(Collected data)

....................

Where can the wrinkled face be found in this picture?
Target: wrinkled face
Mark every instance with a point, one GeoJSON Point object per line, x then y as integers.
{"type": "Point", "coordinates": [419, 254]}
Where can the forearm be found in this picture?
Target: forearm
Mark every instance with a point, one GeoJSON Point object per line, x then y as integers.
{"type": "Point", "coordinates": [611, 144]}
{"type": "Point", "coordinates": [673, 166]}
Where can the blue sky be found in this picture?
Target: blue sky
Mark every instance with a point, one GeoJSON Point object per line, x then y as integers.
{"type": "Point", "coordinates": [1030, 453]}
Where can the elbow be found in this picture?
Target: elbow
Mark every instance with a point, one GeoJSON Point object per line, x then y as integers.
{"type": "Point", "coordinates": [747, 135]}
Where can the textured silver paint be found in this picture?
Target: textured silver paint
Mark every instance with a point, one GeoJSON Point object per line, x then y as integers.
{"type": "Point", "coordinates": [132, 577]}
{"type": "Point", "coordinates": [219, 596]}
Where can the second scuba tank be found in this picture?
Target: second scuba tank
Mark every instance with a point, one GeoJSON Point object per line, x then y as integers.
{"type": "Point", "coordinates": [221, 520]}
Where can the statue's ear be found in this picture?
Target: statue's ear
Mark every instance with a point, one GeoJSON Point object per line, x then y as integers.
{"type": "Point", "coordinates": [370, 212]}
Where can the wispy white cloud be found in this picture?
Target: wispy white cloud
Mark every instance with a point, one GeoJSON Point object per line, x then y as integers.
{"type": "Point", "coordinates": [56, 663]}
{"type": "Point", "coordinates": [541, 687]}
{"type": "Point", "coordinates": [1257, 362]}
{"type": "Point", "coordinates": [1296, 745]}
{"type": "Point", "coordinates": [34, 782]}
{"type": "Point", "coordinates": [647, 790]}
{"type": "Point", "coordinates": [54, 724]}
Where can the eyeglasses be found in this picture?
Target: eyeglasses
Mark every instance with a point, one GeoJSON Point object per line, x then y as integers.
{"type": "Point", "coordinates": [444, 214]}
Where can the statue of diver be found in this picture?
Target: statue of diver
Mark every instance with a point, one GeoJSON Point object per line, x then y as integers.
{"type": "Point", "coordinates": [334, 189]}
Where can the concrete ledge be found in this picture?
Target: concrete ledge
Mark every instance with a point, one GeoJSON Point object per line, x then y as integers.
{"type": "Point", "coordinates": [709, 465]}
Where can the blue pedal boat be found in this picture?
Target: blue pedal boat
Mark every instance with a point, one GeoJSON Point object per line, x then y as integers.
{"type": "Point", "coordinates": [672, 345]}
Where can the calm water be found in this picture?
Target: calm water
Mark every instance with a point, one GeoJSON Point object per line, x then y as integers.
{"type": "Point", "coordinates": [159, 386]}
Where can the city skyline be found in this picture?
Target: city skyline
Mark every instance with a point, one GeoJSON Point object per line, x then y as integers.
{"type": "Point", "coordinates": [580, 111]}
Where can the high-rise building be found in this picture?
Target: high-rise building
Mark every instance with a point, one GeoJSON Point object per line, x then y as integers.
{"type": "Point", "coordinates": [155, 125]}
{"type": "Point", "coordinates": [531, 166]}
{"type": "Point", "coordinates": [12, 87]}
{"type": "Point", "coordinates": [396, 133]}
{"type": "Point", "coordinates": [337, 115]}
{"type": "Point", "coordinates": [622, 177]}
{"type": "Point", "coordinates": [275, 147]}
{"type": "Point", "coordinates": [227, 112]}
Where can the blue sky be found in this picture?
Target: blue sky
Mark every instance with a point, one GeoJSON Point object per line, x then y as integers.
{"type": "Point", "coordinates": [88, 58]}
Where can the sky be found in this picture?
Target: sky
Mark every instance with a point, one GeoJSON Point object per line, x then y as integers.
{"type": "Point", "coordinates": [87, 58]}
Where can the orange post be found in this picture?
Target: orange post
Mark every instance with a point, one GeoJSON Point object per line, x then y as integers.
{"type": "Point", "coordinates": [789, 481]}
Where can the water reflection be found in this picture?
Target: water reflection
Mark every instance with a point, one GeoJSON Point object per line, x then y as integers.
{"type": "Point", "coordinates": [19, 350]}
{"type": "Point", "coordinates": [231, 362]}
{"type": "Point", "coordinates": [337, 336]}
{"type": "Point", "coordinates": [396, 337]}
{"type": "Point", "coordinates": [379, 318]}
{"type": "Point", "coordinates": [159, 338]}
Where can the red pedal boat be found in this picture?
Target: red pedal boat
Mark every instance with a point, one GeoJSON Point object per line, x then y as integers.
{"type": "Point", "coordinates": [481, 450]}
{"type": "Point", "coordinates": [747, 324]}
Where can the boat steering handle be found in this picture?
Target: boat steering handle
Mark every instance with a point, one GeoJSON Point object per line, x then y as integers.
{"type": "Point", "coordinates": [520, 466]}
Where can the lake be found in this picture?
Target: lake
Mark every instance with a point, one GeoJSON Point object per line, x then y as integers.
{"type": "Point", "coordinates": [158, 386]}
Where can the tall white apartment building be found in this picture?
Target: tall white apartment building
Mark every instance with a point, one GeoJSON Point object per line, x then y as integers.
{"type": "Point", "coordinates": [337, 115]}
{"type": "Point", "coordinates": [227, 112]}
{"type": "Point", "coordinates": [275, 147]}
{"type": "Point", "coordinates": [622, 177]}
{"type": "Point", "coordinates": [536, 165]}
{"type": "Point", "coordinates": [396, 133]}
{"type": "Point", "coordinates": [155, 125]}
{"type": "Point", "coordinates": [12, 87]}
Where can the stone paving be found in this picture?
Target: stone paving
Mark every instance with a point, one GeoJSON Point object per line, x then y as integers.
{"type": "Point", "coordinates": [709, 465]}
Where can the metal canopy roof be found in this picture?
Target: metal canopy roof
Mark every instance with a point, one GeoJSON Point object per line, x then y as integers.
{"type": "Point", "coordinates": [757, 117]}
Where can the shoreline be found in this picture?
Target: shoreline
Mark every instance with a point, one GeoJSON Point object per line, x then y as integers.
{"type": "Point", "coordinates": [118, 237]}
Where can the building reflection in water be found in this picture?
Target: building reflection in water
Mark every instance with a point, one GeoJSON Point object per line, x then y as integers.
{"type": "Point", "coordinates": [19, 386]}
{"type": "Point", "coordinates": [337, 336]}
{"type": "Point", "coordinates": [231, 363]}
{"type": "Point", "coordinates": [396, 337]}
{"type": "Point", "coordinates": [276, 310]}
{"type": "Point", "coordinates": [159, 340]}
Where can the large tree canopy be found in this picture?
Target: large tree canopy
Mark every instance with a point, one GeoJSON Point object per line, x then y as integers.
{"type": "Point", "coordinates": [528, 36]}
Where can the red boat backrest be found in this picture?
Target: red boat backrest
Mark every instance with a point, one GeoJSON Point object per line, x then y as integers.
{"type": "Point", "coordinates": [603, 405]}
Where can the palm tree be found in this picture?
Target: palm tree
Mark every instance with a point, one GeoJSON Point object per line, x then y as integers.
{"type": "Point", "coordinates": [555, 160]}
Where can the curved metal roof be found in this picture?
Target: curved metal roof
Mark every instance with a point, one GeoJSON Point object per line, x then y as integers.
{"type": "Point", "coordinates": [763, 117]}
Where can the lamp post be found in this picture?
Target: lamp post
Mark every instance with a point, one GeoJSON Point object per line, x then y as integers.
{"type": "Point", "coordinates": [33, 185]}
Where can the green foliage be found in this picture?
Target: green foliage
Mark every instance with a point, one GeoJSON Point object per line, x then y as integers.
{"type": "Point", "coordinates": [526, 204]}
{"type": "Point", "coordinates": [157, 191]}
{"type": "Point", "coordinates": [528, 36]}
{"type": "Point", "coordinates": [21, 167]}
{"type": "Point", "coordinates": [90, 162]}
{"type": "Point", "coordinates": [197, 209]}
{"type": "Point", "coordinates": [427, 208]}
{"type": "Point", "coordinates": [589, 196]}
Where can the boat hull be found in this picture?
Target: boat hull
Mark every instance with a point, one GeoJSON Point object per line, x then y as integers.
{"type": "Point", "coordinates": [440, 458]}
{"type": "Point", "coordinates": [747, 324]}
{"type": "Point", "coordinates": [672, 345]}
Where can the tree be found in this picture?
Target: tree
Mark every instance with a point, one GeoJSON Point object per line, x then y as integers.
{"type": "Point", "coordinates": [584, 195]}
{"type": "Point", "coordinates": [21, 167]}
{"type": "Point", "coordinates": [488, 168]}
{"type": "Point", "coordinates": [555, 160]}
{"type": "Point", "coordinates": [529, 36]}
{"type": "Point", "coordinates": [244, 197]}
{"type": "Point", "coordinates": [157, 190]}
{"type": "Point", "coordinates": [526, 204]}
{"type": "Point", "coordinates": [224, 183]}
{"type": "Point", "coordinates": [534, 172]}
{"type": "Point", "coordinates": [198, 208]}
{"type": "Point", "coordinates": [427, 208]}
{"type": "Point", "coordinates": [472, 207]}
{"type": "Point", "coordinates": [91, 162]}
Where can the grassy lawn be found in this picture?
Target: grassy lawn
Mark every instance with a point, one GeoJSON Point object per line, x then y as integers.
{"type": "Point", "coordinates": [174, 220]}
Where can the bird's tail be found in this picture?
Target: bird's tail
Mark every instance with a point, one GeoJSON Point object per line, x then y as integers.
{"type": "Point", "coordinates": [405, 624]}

....................

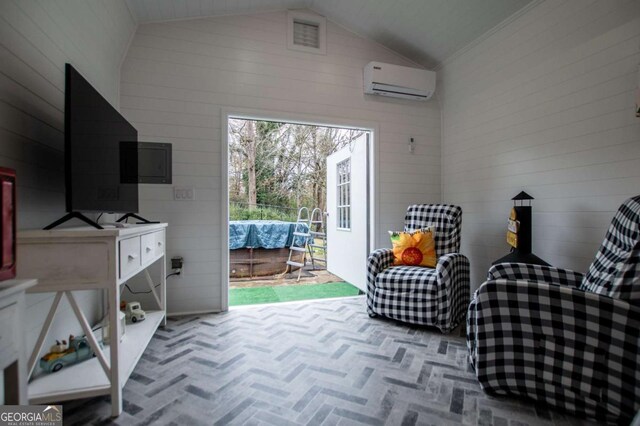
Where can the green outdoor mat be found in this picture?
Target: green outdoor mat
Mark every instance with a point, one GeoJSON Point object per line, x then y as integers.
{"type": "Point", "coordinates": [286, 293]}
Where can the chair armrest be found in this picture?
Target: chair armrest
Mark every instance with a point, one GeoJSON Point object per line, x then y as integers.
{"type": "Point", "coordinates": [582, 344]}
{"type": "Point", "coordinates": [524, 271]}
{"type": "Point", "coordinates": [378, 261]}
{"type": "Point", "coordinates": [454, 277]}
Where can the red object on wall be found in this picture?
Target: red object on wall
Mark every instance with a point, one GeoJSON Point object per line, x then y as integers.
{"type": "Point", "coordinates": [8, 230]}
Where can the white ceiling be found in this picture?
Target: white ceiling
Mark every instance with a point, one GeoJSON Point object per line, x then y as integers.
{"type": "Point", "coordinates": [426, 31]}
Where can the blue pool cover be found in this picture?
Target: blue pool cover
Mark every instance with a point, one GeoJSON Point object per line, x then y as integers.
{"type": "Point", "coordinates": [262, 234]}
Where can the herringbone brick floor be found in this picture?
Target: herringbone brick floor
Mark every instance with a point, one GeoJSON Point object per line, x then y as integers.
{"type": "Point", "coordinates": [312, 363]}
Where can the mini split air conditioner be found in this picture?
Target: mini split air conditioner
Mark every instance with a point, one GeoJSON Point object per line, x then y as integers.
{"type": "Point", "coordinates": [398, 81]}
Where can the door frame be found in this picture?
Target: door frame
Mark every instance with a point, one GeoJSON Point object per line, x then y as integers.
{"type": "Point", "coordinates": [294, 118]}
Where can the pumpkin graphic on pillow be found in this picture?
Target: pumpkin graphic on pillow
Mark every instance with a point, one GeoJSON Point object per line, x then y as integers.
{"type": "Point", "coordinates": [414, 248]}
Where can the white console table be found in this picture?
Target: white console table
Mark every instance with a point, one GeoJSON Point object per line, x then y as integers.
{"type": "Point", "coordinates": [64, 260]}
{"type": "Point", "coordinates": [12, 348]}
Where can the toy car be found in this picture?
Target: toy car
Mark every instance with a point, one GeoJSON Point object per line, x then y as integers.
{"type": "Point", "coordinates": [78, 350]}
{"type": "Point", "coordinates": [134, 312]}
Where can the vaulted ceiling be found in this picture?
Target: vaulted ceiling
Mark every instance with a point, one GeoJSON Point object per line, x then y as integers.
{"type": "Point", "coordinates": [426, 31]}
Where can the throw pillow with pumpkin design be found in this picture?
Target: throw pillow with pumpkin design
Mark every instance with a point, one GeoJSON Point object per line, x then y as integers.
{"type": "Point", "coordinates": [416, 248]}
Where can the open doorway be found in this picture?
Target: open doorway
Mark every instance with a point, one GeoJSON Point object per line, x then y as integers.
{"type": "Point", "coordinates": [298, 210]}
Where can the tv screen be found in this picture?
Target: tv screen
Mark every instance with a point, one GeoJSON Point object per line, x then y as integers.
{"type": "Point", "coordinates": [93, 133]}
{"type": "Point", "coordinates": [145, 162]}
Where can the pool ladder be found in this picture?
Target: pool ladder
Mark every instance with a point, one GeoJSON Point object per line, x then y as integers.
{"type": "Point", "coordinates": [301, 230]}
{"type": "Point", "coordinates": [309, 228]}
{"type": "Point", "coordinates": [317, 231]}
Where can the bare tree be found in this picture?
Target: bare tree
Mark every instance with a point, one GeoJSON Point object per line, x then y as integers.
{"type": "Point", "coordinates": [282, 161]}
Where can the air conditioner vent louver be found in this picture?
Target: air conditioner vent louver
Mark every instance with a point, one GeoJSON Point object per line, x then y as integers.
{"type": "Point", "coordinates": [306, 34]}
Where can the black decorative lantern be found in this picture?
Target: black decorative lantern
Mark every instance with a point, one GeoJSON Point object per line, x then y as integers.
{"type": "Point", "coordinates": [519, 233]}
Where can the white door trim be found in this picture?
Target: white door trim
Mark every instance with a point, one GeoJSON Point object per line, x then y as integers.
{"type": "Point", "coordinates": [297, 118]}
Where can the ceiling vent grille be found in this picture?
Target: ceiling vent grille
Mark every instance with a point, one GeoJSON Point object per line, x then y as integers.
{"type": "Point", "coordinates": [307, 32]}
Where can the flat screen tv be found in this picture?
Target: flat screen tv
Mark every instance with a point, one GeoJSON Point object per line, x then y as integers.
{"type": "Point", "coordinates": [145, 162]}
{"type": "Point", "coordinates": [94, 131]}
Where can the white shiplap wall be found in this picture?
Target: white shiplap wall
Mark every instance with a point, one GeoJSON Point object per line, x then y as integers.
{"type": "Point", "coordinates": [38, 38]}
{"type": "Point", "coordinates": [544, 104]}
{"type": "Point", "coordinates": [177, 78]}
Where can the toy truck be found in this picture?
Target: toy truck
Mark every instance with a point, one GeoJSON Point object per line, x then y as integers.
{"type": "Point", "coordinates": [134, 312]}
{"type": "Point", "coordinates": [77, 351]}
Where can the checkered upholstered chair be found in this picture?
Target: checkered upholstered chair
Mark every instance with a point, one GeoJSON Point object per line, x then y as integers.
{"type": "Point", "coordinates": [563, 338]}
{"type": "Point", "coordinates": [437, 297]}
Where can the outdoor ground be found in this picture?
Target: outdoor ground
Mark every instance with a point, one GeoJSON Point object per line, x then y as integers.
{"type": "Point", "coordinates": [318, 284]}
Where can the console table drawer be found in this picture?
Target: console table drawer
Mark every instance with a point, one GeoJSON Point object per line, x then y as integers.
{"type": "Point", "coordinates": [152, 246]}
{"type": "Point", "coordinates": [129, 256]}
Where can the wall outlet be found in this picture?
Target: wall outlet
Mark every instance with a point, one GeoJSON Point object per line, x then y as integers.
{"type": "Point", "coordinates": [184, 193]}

....................

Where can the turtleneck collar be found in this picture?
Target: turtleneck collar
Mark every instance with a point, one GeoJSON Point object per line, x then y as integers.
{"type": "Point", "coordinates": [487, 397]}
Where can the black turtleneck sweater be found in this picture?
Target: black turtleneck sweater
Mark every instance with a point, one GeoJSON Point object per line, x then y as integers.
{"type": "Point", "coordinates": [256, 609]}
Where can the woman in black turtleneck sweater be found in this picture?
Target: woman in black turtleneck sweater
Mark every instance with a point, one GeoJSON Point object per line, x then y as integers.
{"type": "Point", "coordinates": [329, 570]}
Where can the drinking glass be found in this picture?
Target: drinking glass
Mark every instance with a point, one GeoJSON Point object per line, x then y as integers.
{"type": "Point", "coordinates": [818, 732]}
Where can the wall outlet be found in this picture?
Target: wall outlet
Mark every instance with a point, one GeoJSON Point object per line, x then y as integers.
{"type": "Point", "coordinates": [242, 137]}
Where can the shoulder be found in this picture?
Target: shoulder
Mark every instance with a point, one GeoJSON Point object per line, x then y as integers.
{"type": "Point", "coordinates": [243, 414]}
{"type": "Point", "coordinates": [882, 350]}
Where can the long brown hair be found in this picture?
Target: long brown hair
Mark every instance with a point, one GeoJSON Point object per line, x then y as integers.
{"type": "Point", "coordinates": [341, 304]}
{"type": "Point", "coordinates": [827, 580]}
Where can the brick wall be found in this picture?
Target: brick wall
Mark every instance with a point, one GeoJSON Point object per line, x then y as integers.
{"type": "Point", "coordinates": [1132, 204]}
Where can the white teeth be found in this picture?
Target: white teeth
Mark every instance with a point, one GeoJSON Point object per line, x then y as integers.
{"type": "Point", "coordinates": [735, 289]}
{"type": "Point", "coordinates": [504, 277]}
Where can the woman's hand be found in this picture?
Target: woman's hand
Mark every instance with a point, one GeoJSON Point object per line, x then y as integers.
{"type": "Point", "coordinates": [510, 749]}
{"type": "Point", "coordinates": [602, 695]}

....................

Task details
Count the lines in the records above that contain the word "foliage", treating case as significant, and give only that number.

Task answer
2